In addition, in our cohort, ten (5.92%) patients developed Candida tropicalis BSIs, one (0.59%) patient developed both Candida tropicalis and Klebsiella pneumoniae BSIs. Some studies in Spain have reported that 33 (2.8%) patients were diagnosed with fungal BSIs, and eight (12.3%) patients in southwestern China were diagnosed with fungal BSIs.6,27 In addition to fungal BSIs, researchers have reported concurrent CMV infection and fungemia,34 and mixed BSIs of bacteria and fungi.35 In our study, eleven Candida tropicalis isolates were resistant to fluconazole and were sensitive to amphotericin B and flucytosine. This may be related to the clinical use of itraconazole in the prevention of fungal infections.

In this study, 167 (98.8%) patients experienced BSIs within 30 days after HSCT. Heston et al reported that the median time of BSIs in 586 patients was 56 (IQR, 8–140.5) days after HSCT. This may be related to the different study populations; Heston’s study population included children less than 18 years old, and many patients had slow-growing non-tuberculosis mycobacteria in BSIs.7 However, this is consistent with our results showing that the time of BSIs relative to HSCT caused by Gram-negative bacteria was shorter than that caused by Gram-positive bacteria. Mikulska has also reported that in 149 patients who received HSCT, the median time to develop BSIs was 9 days after HSCT, and three-fourths of BSIs occurred within 20 days after HSCT.16

In this study, 169 patients with BSIs were followed for 30 days, and the 30-day all-cause mortality rate was 8.88%. Notably, the 30-day all-cause mortality of BSIs caused by fungi was as high as 36.36%, which was significantly higher than that of Gram-negative and Gram-positive bacteria. A multicenter retrospective study in Italy has found that 215 patients with malignant hematological diseases developed fungemia, and the mortality rates of mold and yeast infections are 70% and 39%, respectively.36 In eastern China, the 30-day all-cause mortality of 45 patients with malignant hematological diseases caused by Candida BSIs is 17.8%.35 In our study, we found fungal BSI and NHL were significantly associated with higher 30-day all-cause mortality after BSI. This reminds us to guard against the occurrence of fungal BSIs or fungal mixed BSIs in patients undergoing HSCT.

- _EXERCISE 1_
Decide whether each statement agrees with the passage on bloodstream infections after HSCT, answering yes or no and quoting the deciding words. (a) Of the 169 patients followed for 30 days, the 30-day all-cause mortality rate was 8.88%. (b) The Candida tropicalis isolates in the study were resistant to amphotericin B. (c) Mikulska reported a median time of 56 days to develop BSIs after HSCT.
- _EXERCISE 2_
List every mortality rate given in the passage on bloodstream infections after HSCT, with the group each one applies to.
Answer from the text alone.

Point-per-instance localization data:
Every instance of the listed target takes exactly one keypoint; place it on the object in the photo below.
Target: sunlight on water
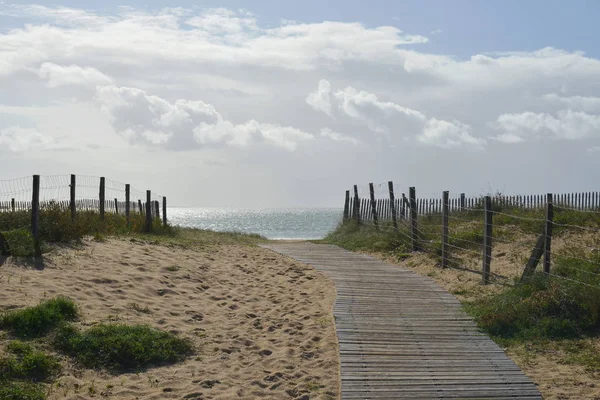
(299, 223)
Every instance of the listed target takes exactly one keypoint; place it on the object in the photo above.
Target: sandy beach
(261, 323)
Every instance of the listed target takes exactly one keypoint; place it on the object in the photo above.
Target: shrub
(20, 242)
(121, 347)
(38, 320)
(21, 391)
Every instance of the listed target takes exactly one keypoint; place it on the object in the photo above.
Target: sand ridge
(261, 323)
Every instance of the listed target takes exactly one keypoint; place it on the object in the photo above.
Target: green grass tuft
(38, 320)
(20, 242)
(121, 347)
(21, 391)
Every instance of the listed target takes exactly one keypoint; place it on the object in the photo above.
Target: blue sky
(294, 102)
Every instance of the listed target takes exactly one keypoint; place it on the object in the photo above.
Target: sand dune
(261, 323)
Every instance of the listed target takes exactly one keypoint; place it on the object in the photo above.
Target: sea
(275, 223)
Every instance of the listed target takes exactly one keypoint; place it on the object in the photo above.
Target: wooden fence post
(72, 201)
(35, 215)
(127, 203)
(548, 232)
(148, 211)
(445, 212)
(413, 218)
(373, 205)
(393, 205)
(487, 240)
(346, 205)
(356, 204)
(102, 198)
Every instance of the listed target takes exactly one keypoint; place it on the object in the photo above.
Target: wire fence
(24, 200)
(503, 238)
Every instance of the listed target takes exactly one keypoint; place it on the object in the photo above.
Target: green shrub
(21, 391)
(544, 307)
(121, 347)
(38, 320)
(353, 236)
(20, 242)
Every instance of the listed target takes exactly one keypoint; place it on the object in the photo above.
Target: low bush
(121, 347)
(38, 320)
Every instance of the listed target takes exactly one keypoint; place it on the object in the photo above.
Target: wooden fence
(151, 209)
(381, 208)
(406, 211)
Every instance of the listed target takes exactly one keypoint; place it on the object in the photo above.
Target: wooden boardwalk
(402, 336)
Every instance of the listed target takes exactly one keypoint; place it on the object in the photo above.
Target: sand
(261, 324)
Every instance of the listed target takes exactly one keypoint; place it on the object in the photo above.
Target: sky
(288, 104)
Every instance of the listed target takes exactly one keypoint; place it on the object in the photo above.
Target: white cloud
(338, 137)
(16, 139)
(179, 125)
(567, 125)
(582, 103)
(57, 75)
(320, 99)
(446, 134)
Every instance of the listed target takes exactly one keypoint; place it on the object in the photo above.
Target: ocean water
(297, 223)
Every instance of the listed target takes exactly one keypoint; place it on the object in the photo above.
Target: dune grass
(121, 347)
(37, 321)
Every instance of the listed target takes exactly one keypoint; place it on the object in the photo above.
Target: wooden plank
(402, 336)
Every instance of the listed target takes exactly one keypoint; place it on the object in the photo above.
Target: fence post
(127, 203)
(346, 205)
(487, 240)
(148, 211)
(548, 232)
(445, 212)
(72, 204)
(373, 205)
(35, 215)
(356, 204)
(413, 218)
(102, 198)
(393, 205)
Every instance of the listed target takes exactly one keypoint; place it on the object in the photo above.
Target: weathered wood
(356, 204)
(164, 211)
(487, 239)
(548, 232)
(148, 226)
(35, 215)
(128, 204)
(73, 206)
(416, 246)
(535, 257)
(402, 336)
(393, 208)
(445, 212)
(373, 206)
(102, 197)
(346, 205)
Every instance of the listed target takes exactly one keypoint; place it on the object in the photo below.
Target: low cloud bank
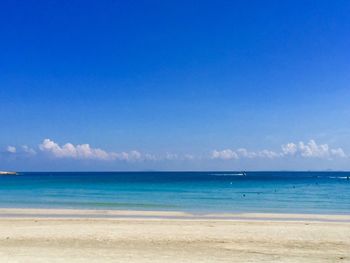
(301, 149)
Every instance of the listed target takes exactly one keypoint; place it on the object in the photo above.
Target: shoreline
(251, 238)
(48, 213)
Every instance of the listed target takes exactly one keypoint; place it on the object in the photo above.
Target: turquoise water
(197, 192)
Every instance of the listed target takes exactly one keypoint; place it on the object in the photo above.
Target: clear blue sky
(184, 83)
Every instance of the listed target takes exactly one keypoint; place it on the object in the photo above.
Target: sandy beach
(33, 235)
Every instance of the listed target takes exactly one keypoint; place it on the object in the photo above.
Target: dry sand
(135, 236)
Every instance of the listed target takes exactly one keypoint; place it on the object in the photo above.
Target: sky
(174, 85)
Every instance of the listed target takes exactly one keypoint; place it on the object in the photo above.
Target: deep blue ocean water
(197, 192)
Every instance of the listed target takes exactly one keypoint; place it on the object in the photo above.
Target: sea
(195, 192)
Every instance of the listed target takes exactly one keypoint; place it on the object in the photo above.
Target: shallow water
(197, 192)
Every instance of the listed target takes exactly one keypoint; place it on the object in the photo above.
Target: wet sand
(33, 235)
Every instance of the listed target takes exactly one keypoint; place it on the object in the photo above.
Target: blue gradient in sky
(174, 76)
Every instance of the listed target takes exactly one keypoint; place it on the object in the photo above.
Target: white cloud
(11, 149)
(85, 151)
(28, 150)
(312, 150)
(289, 148)
(305, 150)
(224, 154)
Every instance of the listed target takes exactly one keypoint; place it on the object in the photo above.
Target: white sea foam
(235, 174)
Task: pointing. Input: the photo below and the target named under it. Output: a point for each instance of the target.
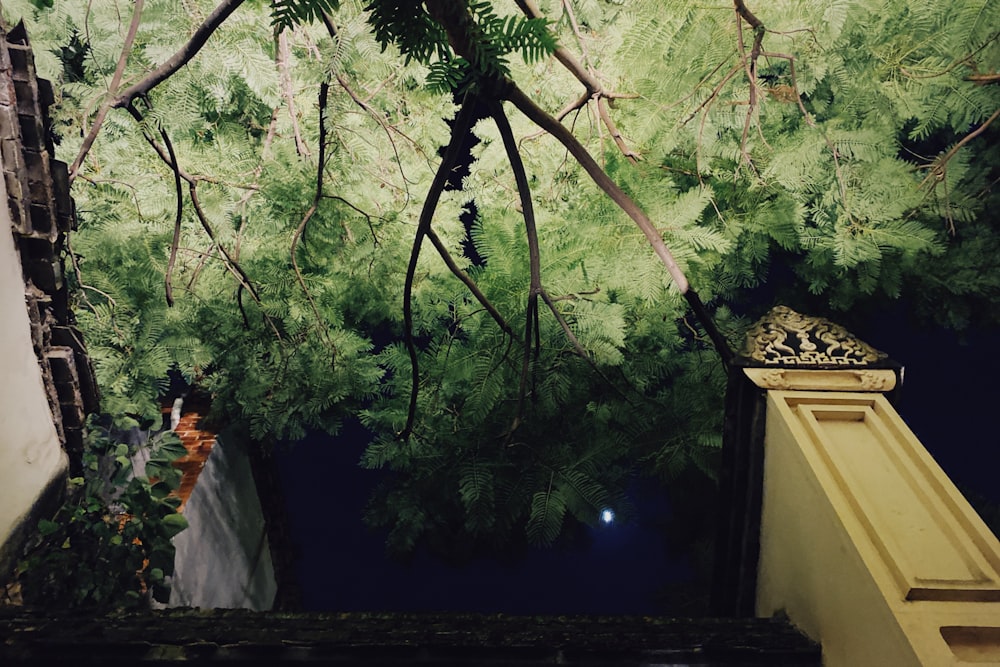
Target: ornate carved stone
(784, 337)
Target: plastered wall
(31, 457)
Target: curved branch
(192, 182)
(323, 90)
(463, 122)
(182, 57)
(177, 219)
(541, 118)
(468, 281)
(585, 75)
(116, 79)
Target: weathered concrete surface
(223, 558)
(402, 639)
(31, 456)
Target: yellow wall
(866, 544)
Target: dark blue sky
(342, 564)
(950, 398)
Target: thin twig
(177, 220)
(116, 79)
(463, 122)
(182, 57)
(285, 82)
(300, 230)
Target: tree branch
(192, 181)
(321, 164)
(463, 122)
(285, 81)
(116, 79)
(528, 107)
(182, 57)
(177, 219)
(586, 76)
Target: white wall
(223, 558)
(31, 456)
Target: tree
(253, 204)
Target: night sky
(949, 399)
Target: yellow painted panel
(896, 494)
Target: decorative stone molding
(875, 379)
(784, 337)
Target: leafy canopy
(837, 155)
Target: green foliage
(856, 179)
(289, 13)
(410, 27)
(109, 545)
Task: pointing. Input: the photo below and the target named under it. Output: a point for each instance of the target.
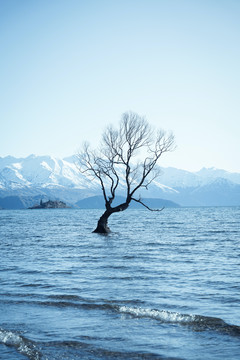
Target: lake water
(160, 286)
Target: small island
(50, 205)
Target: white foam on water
(22, 345)
(162, 315)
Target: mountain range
(25, 181)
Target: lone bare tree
(113, 163)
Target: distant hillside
(97, 202)
(46, 177)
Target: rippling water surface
(160, 286)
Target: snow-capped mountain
(46, 176)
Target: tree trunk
(102, 226)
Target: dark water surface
(160, 286)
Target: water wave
(197, 322)
(20, 343)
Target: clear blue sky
(68, 68)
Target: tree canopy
(126, 156)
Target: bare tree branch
(140, 202)
(116, 160)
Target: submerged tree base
(102, 230)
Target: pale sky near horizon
(69, 68)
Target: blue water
(160, 286)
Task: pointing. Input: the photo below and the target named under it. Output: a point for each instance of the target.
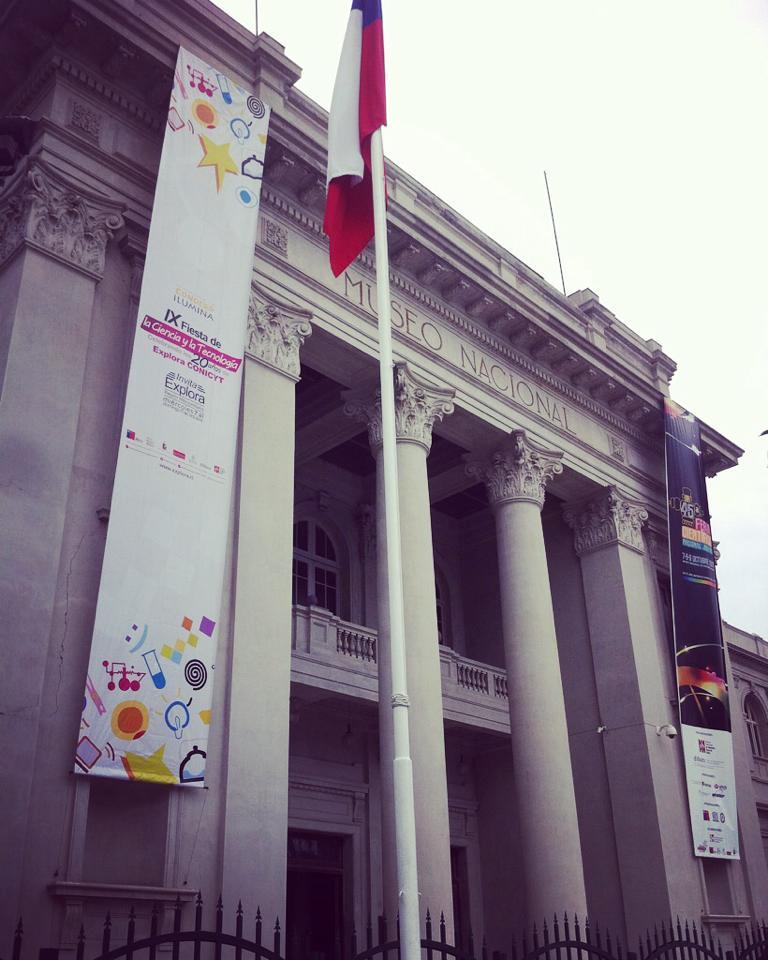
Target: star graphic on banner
(151, 768)
(216, 155)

- _WRITTEN RESPONSE 1_
(a) Yes: "the 30-day all-cause mortality rate was 8.88%"
(b) No: "were sensitive to amphotericin B and flucytosine"
(c) No: "the median time to develop BSIs was 9 days after HSCT"

- _WRITTEN RESPONSE 2_
- 8.88%: 30-day all-cause mortality of the 169 patients with BSIs in this study
- 36.36%: 30-day all-cause mortality of BSIs caused by fungi
- 70%: mortality of mold infections in the Italian multicenter study
- 39%: mortality of yeast infections in the Italian multicenter study
- 17.8%: 30-day all-cause mortality of 45 patients in eastern China with Candida BSIs